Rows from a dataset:
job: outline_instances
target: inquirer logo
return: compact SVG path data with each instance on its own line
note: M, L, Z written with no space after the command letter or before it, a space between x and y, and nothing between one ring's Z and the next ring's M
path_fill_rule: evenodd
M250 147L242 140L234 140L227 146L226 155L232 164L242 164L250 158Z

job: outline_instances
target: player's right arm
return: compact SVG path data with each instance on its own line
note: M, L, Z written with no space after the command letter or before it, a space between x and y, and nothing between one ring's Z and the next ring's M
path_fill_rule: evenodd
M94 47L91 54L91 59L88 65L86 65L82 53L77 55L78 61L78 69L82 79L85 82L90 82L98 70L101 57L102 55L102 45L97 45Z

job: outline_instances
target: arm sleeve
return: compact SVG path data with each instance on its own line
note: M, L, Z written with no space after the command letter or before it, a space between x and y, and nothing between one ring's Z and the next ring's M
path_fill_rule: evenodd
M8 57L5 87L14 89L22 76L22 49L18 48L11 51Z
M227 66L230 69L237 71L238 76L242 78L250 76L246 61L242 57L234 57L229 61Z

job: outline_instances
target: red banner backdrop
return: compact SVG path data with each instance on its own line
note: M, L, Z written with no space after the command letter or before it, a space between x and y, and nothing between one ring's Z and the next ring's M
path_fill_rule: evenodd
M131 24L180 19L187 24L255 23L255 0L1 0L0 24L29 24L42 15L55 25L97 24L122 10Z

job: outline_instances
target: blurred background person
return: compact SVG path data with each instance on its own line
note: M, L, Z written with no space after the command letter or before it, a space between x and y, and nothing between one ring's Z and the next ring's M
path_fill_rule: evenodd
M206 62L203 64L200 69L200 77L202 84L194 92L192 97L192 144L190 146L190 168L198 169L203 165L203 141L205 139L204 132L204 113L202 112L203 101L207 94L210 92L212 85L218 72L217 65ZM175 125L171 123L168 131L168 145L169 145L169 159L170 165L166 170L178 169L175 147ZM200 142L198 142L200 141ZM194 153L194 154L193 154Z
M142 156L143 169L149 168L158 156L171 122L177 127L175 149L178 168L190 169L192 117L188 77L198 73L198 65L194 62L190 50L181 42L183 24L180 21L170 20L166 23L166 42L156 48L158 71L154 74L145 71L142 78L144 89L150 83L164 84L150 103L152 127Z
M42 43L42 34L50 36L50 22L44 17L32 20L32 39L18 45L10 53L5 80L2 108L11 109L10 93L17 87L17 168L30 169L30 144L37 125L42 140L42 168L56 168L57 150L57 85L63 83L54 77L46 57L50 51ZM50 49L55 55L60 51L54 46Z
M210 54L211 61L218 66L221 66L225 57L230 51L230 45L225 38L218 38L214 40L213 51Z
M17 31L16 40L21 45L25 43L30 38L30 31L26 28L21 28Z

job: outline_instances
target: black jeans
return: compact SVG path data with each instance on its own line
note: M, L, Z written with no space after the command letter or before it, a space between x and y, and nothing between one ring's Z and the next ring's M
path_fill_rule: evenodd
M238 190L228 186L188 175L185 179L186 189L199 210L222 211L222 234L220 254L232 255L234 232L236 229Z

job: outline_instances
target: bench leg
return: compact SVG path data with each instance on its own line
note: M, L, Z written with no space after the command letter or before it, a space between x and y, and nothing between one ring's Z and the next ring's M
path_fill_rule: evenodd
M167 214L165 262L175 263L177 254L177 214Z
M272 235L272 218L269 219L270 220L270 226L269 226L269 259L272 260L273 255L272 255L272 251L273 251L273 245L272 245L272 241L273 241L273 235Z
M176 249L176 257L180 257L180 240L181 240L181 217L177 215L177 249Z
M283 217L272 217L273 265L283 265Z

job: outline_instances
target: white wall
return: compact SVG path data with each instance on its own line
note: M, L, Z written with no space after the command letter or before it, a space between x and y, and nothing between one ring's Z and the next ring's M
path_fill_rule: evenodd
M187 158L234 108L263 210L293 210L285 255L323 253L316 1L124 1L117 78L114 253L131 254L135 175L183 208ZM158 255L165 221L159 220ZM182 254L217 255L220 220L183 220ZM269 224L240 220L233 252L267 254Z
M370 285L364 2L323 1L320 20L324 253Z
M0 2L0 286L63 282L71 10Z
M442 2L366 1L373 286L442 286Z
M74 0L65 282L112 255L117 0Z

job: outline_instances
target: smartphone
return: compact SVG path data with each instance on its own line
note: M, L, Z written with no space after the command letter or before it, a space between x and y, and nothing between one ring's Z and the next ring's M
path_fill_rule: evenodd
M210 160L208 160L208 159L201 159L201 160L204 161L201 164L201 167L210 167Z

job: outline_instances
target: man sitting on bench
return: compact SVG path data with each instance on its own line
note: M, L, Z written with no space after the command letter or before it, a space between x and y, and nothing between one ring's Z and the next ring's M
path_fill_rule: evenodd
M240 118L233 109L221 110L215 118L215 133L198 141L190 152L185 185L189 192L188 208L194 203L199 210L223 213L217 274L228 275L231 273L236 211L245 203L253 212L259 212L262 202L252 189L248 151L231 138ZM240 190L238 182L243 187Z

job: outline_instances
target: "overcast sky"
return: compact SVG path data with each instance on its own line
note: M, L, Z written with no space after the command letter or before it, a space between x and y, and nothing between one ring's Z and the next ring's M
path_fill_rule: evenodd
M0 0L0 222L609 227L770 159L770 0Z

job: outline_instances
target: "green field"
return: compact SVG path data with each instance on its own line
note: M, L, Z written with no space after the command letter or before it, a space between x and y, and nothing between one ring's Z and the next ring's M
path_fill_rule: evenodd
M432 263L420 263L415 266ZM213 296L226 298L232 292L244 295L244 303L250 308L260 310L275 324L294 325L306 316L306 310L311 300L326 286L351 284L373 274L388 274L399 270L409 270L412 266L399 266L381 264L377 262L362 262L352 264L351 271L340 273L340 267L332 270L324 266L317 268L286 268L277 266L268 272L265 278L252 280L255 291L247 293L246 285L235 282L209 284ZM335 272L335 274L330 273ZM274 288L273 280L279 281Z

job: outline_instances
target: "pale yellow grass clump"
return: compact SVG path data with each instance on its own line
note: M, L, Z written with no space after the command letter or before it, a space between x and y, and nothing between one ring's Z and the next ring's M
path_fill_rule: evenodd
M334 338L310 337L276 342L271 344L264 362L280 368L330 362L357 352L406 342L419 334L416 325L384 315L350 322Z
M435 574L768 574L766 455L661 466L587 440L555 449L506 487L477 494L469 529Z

GIVEN INSTRUCTION: Print the records above in full, exactly.

FINAL ANSWER:
job: outline_instances
target: inquirer logo
return: compact SVG path data with each instance on its own line
note: M, L, Z written with no space after the command letter or before it, a space between x and y, and nothing between one ring's Z and the next ring's M
path_fill_rule: evenodd
M250 147L242 140L234 140L227 146L226 155L232 164L242 164L250 158Z

job: outline_instances
target: player's right arm
return: compact SVG path data with each instance on its own line
note: M, L, Z written with no space after the command letter or before it, a space between x and y, and nothing between one ring's Z and the next ring's M
path_fill_rule: evenodd
M94 47L91 54L91 59L88 65L86 65L82 53L77 55L78 61L78 69L82 79L85 82L90 82L98 70L101 57L102 55L102 45L97 45Z

job: outline_instances
target: arm sleeve
return: compact SVG path data with each instance on its own line
note: M, L, Z written with no space after the command letter or before it, a space between x and y, and nothing between one ring's Z and the next ring's M
path_fill_rule: evenodd
M8 57L5 87L14 89L22 76L22 49L18 48L11 51Z
M227 66L230 69L237 71L238 76L242 78L250 76L246 61L242 57L234 57L229 61Z

job: outline_instances
target: red banner backdrop
return: compact SVG path data with each instance on its own line
note: M, L, Z written with no space after the command letter or before it, a space between x and y, and nothing between one ring's Z and the next ring's M
path_fill_rule: evenodd
M131 24L180 19L187 24L255 23L255 0L1 0L0 24L29 24L42 15L55 25L97 24L122 10Z

job: outline_instances
target: blurred background person
return: compact SVG path data with each instance on its own line
note: M, L, Z written with no space after the command letter or before it, a space between x and y, and nothing between one ring's Z and the next ring's M
path_fill_rule: evenodd
M206 62L203 64L200 69L200 77L202 84L194 92L192 97L192 144L190 146L190 168L198 169L203 165L203 141L205 139L204 132L204 113L202 112L203 101L207 94L210 92L212 85L218 72L217 65ZM175 125L171 123L168 131L168 145L169 145L169 159L170 165L166 170L178 169L175 147ZM200 142L198 142L200 141ZM194 153L194 154L193 154Z
M142 156L143 169L149 168L158 156L171 122L177 127L175 149L178 168L190 169L192 117L188 77L198 73L198 65L194 62L190 50L181 42L183 24L180 21L170 20L166 23L166 42L156 48L158 71L154 74L145 71L142 78L144 89L150 83L164 84L150 103L152 127Z
M42 43L42 34L50 36L50 22L44 17L32 20L32 39L18 45L10 53L5 80L2 108L11 109L10 93L17 87L17 168L30 169L30 144L37 125L42 140L42 168L56 168L57 150L57 85L63 83L54 77L46 57L50 51ZM50 49L55 55L60 51L54 46Z
M210 54L211 61L218 66L221 66L225 57L230 51L230 45L225 38L218 38L214 40L213 51Z
M17 31L16 40L21 45L25 43L30 38L30 31L26 28L21 28Z

job: outline_instances
target: black jeans
return: compact SVG path data with each instance on its own line
note: M, L, Z written with no space after the command letter or before it, a space between x and y, and nothing between one ring's Z and the next ring's M
path_fill_rule: evenodd
M238 190L228 186L188 175L185 179L186 189L199 210L222 211L222 234L220 254L232 255L234 232L236 229Z

job: outline_instances
target: bench leg
return: compact SVG path data with each instance on its own line
note: M, L, Z written with no space after the command letter or before it, a space between x and y, and nothing between one ring's Z and the next ring's M
path_fill_rule: evenodd
M167 214L165 262L175 263L177 254L177 214Z
M272 235L272 218L269 219L270 220L270 226L269 226L269 259L272 260L273 255L272 255L272 251L273 251L273 245L272 245L272 241L273 241L273 235Z
M176 249L176 257L180 257L180 240L181 240L181 217L177 215L177 249Z
M283 217L272 217L273 265L283 265Z

job: outline_instances
target: white wall
return: compact SVG path data with each instance on its own line
note: M, L, Z written with no space after the command letter or before it, a space between x and y, and nothing between one ring's Z and the next ring's M
path_fill_rule: evenodd
M187 158L234 108L263 210L293 210L285 255L323 253L316 1L124 1L117 78L114 253L131 254L135 175L183 208ZM158 255L165 221L159 220ZM182 254L217 255L220 220L183 220ZM269 224L240 220L233 252L267 254Z
M370 285L364 2L323 1L320 20L324 253Z
M0 2L0 286L63 282L71 10Z
M442 2L366 1L373 286L442 286Z
M74 0L65 282L112 255L117 0Z

job: outline_instances
target: smartphone
return: compact SVG path data with each instance on its own line
note: M, L, Z written with no space after the command letter or before it, a space between x and y, and nothing between one ring's Z and the next ring's M
path_fill_rule: evenodd
M210 160L208 160L208 159L201 159L201 160L204 161L201 164L201 167L210 167Z

job: outline_instances
target: man sitting on bench
return: compact SVG path data with each instance on its own line
note: M, L, Z written with no space after the command letter or before it, a space between x and y, and nothing between one ring's Z and the next ring's M
path_fill_rule: evenodd
M240 118L233 109L221 110L215 118L215 133L198 141L190 152L185 185L189 192L188 208L194 203L199 210L223 213L217 274L228 275L231 273L236 211L245 203L253 212L259 212L262 202L252 189L248 151L231 138ZM240 190L238 182L243 187Z

job: outline_instances
target: "overcast sky"
return: compact SVG path data with each instance on its own line
note: M, L, Z written with no space after the command letter or before it, a space between x and y, and nothing between one ring's Z and the next ring's M
path_fill_rule: evenodd
M0 0L0 222L609 227L770 159L770 0Z

job: outline_instances
target: "green field"
return: compact SVG path data with each instance on its own line
note: M, L, Z written with no space after the command letter or before it, a space between x and y, and nothing between one ring's Z and the next ring's M
path_fill_rule: evenodd
M432 263L420 263L415 266ZM213 296L226 298L232 292L244 295L244 303L250 308L260 310L275 324L294 325L306 316L306 310L311 300L326 286L351 284L373 274L388 274L399 270L409 270L412 266L399 266L381 264L377 262L362 262L352 264L351 271L340 273L340 267L332 270L324 266L317 268L286 268L277 266L268 272L265 278L252 280L255 291L247 293L246 285L235 282L209 284ZM335 272L335 274L330 273ZM274 288L273 280L279 281Z

job: outline_instances
target: "pale yellow grass clump"
return: compact SVG path data with each instance on its own line
note: M, L, Z written with no space after the command letter or before it, a space between x and y, and nothing between one ring's Z and the next ring's M
path_fill_rule: evenodd
M334 338L310 337L276 342L271 344L264 362L280 368L330 362L357 352L406 342L419 334L416 325L384 315L350 322Z
M435 574L768 574L766 455L661 466L587 440L555 449L506 487L477 494L469 529Z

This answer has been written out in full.